Exercise description
Identify every line of the data below that contains the word "black" and copy each of those lines in full. Match case exactly.

Material shown
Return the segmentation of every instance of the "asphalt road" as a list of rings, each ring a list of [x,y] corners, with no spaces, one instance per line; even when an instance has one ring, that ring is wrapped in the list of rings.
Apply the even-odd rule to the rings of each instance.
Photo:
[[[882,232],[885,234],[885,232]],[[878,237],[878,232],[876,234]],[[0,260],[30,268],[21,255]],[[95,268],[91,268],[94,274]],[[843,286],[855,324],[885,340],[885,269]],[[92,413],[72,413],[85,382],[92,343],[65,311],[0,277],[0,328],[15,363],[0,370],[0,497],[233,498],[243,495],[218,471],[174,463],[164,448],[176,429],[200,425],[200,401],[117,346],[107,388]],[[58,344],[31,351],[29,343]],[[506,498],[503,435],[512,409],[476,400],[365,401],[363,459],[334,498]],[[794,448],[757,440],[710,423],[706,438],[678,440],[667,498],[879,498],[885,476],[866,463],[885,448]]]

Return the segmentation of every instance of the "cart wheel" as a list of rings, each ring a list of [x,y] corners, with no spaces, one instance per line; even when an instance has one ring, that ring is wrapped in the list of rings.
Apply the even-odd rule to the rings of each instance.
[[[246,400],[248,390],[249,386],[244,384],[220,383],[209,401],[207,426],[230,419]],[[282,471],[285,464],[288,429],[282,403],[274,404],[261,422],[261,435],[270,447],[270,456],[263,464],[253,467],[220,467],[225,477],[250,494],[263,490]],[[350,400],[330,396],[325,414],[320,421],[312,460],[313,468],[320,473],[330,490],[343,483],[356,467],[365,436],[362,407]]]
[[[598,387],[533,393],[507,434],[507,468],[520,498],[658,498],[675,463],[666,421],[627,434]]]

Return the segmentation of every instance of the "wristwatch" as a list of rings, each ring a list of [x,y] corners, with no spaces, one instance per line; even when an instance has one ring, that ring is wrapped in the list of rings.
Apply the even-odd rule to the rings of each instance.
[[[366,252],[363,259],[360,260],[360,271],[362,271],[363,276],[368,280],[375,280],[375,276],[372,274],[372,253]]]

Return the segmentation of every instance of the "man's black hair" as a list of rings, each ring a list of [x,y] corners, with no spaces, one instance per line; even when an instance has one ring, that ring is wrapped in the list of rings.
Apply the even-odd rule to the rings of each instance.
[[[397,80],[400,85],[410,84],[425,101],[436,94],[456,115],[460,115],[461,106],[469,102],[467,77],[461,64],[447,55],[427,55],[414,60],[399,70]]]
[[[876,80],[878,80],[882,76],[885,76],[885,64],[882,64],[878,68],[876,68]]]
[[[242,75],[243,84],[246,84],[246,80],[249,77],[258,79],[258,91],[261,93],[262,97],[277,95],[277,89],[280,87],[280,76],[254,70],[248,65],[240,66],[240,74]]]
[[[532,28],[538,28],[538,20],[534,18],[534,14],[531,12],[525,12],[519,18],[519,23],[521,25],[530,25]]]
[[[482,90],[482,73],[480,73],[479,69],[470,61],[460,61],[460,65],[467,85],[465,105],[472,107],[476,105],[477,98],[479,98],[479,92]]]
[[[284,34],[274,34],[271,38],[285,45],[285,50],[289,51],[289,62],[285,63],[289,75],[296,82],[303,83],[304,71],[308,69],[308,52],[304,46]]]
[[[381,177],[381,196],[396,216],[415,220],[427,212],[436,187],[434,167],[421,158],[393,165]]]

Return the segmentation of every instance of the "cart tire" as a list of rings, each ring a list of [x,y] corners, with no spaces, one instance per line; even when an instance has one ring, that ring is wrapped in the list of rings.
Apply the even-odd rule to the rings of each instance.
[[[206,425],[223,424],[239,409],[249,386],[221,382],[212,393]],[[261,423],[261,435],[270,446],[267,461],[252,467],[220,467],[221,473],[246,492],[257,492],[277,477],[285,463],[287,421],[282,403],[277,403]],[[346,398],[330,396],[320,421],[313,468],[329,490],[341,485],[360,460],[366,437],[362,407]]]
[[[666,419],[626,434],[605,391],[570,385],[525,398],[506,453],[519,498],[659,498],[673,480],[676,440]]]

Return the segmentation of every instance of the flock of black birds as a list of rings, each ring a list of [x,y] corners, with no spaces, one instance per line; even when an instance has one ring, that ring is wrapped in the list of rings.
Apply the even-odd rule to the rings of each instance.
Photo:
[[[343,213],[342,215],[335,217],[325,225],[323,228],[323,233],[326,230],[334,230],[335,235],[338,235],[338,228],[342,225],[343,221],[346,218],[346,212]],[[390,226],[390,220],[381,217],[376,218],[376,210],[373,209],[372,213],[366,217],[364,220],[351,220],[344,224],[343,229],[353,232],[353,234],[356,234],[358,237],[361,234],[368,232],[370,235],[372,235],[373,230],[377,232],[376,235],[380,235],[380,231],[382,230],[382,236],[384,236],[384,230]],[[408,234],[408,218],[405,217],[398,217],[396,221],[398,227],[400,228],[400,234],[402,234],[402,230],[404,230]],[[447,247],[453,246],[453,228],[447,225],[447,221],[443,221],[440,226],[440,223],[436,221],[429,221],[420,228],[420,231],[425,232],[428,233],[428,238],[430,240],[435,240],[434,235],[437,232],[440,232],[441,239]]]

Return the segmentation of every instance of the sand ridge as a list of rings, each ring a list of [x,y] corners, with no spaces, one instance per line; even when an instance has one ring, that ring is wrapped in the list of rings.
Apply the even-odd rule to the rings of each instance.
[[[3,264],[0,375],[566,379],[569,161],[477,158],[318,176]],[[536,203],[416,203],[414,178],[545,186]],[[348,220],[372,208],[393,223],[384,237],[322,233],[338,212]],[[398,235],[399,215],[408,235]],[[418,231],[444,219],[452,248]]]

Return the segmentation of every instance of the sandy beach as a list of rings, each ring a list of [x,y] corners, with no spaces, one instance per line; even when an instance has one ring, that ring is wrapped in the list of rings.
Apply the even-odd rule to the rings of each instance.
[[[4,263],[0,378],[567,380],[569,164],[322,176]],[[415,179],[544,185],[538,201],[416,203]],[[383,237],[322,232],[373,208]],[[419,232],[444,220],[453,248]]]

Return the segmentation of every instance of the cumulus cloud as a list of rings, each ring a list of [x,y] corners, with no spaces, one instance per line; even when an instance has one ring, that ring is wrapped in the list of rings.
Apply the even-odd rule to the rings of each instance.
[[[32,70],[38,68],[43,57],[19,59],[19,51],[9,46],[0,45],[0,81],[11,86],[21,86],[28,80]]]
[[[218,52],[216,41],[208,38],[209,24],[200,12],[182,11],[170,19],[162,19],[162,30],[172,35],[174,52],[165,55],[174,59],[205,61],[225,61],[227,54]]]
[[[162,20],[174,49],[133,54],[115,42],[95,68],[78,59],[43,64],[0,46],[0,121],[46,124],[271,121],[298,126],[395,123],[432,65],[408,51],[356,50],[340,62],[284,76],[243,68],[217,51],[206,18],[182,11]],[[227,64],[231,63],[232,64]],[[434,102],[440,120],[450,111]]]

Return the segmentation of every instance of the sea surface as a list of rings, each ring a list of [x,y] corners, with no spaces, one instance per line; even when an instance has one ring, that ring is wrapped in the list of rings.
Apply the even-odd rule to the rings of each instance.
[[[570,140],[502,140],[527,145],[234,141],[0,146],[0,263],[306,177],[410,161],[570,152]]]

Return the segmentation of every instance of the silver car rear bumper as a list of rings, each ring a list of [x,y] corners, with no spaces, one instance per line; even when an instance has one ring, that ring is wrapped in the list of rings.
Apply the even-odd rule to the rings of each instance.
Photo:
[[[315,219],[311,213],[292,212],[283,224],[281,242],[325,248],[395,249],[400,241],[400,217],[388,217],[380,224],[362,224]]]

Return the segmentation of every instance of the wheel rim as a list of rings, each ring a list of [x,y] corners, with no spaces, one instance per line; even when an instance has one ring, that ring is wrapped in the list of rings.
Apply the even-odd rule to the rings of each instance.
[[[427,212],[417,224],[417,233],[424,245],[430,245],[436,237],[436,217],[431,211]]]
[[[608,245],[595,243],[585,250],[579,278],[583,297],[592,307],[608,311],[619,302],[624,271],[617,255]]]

--

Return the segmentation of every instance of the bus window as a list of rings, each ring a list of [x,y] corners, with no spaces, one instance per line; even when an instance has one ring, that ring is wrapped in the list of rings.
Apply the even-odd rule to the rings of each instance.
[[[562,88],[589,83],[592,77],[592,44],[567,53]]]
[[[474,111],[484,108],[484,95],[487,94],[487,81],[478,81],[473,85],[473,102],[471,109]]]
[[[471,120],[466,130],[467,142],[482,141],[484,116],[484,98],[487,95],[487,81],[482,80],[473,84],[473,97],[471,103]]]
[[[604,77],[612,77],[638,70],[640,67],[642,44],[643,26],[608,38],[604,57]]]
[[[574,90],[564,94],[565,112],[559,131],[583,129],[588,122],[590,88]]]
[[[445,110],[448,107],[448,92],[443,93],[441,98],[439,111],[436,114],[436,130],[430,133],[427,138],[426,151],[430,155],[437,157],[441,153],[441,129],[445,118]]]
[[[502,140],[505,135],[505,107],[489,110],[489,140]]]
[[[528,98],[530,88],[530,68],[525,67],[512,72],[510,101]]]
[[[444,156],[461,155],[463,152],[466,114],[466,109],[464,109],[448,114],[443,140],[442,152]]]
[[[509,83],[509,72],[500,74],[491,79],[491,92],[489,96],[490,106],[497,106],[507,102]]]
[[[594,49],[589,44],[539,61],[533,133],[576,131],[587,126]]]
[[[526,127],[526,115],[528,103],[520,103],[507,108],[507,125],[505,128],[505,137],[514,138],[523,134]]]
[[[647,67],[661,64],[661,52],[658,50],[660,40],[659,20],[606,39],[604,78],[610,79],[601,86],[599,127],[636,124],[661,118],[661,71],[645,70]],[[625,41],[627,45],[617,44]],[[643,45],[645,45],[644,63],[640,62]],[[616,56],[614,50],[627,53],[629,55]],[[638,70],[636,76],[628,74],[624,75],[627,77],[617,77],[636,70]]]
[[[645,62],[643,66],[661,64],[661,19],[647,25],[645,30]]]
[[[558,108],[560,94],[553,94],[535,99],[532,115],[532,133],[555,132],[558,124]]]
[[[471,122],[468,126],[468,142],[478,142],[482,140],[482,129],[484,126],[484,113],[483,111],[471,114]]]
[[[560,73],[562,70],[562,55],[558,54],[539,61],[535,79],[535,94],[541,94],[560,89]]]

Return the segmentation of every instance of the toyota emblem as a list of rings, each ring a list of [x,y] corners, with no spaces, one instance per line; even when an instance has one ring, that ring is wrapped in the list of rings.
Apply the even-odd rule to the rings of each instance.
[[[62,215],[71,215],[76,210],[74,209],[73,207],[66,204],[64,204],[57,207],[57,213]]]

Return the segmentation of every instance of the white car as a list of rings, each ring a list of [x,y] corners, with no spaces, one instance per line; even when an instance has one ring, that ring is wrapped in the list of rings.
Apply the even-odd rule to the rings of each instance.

...

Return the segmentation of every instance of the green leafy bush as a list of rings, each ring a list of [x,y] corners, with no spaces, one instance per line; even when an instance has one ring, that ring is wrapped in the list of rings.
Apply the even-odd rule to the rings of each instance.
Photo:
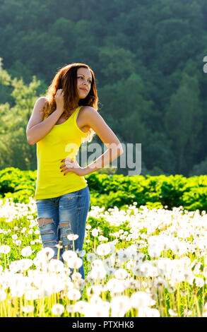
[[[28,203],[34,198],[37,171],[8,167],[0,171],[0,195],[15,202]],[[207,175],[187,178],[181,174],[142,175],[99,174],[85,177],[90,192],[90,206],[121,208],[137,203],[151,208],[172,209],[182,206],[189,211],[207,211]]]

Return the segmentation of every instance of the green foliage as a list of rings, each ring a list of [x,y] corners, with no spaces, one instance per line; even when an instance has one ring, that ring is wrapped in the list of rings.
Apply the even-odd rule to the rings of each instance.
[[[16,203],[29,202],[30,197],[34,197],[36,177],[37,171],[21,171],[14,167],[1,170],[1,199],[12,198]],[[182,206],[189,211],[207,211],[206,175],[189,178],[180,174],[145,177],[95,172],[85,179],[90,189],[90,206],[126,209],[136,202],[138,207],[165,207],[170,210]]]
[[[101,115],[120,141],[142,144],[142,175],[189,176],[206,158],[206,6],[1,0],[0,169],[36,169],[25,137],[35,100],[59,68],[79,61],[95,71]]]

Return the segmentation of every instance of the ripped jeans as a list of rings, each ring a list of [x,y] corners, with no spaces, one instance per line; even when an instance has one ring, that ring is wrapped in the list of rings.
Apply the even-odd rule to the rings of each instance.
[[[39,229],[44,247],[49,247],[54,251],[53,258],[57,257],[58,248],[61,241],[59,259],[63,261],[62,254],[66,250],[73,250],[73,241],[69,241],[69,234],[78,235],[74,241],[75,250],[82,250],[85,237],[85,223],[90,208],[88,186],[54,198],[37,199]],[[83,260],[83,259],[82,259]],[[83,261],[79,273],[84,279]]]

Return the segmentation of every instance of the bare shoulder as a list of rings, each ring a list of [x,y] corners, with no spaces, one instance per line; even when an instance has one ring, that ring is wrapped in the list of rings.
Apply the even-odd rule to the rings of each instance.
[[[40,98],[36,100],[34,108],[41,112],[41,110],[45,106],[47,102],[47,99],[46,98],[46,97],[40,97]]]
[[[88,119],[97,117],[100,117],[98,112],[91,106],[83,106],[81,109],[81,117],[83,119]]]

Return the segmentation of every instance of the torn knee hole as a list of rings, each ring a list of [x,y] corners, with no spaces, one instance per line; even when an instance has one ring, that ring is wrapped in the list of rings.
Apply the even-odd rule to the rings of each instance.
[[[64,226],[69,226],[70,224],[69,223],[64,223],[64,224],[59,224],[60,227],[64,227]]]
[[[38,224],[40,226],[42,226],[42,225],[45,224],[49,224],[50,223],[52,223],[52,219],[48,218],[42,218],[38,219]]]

Finished answer
Return the segmentation of every instance of the "man's black hair" as a list of rings, each ring a list of [x,y] corners, with no spaces, one instance per line; even when an instance has one ring, that ring is wrapped in the list of rings.
Return the segmentation of every instance of the flock of black birds as a list of rings, each ring a list of [x,y] corners, with no spaces, one instance per line; even when an instance has one ring, that ring is wrapped in the list of rings.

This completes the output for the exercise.